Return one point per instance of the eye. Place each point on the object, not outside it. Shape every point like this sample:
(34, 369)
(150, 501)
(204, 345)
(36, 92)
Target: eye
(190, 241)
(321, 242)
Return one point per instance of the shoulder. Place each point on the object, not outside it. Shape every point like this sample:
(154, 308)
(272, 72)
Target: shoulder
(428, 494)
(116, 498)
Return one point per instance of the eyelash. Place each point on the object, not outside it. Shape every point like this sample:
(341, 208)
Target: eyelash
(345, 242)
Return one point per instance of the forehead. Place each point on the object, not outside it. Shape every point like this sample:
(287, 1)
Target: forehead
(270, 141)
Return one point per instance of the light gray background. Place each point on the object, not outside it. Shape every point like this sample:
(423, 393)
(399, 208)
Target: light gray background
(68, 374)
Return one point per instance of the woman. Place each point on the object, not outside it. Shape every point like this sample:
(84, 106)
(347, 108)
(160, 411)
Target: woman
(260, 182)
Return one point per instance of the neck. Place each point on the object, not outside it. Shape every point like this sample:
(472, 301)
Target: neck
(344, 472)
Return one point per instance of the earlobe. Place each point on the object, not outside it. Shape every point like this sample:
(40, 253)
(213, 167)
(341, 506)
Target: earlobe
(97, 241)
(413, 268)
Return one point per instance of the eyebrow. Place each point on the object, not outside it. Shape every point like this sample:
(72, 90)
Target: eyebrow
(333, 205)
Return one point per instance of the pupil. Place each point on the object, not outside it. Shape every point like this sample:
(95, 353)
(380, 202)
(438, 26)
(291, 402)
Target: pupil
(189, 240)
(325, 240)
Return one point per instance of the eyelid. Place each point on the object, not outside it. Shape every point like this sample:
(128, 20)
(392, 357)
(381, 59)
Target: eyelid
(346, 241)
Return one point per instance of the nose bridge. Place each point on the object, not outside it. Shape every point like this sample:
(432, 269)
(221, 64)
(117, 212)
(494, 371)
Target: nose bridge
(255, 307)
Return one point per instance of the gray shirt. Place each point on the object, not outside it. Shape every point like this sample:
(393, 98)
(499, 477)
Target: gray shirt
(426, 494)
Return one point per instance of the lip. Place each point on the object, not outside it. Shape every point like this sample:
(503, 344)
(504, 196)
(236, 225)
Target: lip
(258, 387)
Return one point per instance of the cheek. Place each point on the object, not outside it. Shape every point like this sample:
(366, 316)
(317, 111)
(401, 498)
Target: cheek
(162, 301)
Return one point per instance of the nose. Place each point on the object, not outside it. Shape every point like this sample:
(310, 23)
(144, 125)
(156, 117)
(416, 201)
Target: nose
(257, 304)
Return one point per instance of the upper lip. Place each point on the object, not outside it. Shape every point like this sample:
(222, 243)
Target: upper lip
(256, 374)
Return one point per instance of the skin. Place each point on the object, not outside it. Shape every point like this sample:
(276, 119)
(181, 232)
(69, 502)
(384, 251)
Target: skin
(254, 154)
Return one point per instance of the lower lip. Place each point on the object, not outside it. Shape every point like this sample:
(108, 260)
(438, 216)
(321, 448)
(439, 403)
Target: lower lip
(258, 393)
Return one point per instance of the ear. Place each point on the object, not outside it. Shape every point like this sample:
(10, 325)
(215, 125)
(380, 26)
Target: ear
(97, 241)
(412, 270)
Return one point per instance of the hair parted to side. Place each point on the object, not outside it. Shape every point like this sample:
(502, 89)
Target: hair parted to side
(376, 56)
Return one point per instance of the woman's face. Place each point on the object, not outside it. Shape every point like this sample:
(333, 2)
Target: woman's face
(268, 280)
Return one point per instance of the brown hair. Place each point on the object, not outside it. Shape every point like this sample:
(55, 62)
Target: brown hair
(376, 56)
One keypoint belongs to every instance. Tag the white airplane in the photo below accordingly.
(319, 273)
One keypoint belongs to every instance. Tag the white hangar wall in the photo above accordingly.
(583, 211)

Problem requirements
Each entry in the data must be copied exactly.

Task solution
Return one point per instance of the eye. Place each point on the object, not outside it. Shape every point like this sample:
(34, 369)
(150, 501)
(204, 345)
(36, 92)
Target: eye
(190, 241)
(321, 242)
Return one point per instance of the shoulder. Place each point on the object, not outside it. Shape every point like this sample:
(154, 308)
(272, 72)
Target: shoulder
(428, 494)
(116, 498)
Return one point per instance of the eyelash. Place each point on the object, not outside it. Shape every point like this sample:
(341, 208)
Target: eyelash
(345, 242)
Return one point per instance of the forehead. Place each point on the object, not outside it. Shape every point like this sample:
(287, 1)
Target: forehead
(270, 141)
Return one point per instance of the light gray background. Place each point on the object, not outside it. Shape every point like this sample:
(423, 393)
(399, 208)
Target: light gray background
(68, 374)
Return one point per instance of the woman. Place each point on the object, not outside it. Shape every point like this sample:
(84, 106)
(347, 108)
(160, 411)
Target: woman
(260, 182)
Return one point per instance of the neck. Place each point on the object, not outside it. Shape every point like this sample:
(472, 301)
Target: neck
(344, 472)
Return one point per instance of the earlobe. Place each point on the object, not outside it. Shape every point like this sample:
(40, 253)
(213, 167)
(341, 506)
Target: earlobe
(97, 241)
(413, 268)
Return one point per instance of the eyebrow. Place each point on the object, not outside it. Shape every point like this sample:
(72, 90)
Target: eyebrow
(333, 205)
Return one point per instance of the pupil. Place each point on the object, not outside it. Shape every point like this sample:
(95, 353)
(380, 202)
(438, 26)
(291, 402)
Target: pupil
(189, 240)
(325, 240)
Return one point per instance of the eyelid. Place each point on the object, not outside it. Shape every point like this sample:
(128, 20)
(392, 357)
(381, 59)
Target: eyelid
(346, 241)
Return one point per instance of the nose bridge. Place each point on the object, not outside it. Shape every point like this sample:
(432, 269)
(221, 64)
(117, 212)
(494, 371)
Target: nose bridge
(255, 307)
Return one point per instance of the gray shirt. Place each point on the object, not outside it. Shape every point like this sample:
(393, 98)
(499, 477)
Target: gray shirt
(426, 494)
Return one point per instance of the lip. Place each point on the object, not outside it. Shape every point like this sample:
(503, 344)
(504, 196)
(236, 225)
Target: lip
(258, 387)
Return one point per instance of the cheek. Place each point on the object, not outside it. Shape every point like this sample:
(366, 316)
(317, 111)
(401, 498)
Target: cheek
(162, 301)
Return one point per instance of the nose. Place each point on the object, not outside it. Shape every point like this sample:
(310, 23)
(144, 125)
(156, 117)
(416, 201)
Target: nose
(257, 304)
Return one point per instance of the upper lip. Place each point on the object, not outside it. Shape every point like this sample:
(222, 243)
Target: upper lip
(256, 374)
Return one point per instance of the skin. Place each point on the object, not outside it. Shape every point like this sample:
(276, 119)
(181, 232)
(69, 502)
(384, 251)
Target: skin
(254, 154)
Return one point per instance of the lower lip. Place each point on the object, not outside it. Shape every point like this sample:
(108, 260)
(438, 216)
(321, 448)
(439, 403)
Target: lower lip
(258, 393)
Return one point per instance of the ear. Place each point on the object, not outside it. Shape every point like this sample:
(10, 325)
(215, 125)
(380, 26)
Target: ear
(97, 241)
(412, 270)
Return one point per instance of the hair parted to side. Place each point on the object, not outside it. Shape every point like this sample:
(502, 89)
Target: hair parted to side
(376, 56)
Return one point per instance of the woman's face. Place each point on the object, not outside it. Shape every point like this sample:
(333, 2)
Target: woman's face
(268, 280)
Return one point per instance of the brown hair. Place each point on the object, not outside it. Shape every point like this sample:
(55, 62)
Target: brown hair
(376, 56)
One keypoint belongs to every instance. Tag the white airplane in the photo below accordingly.
(319, 273)
One keypoint belongs to every instance. Tag the white hangar wall in the photo above accordingly.
(583, 211)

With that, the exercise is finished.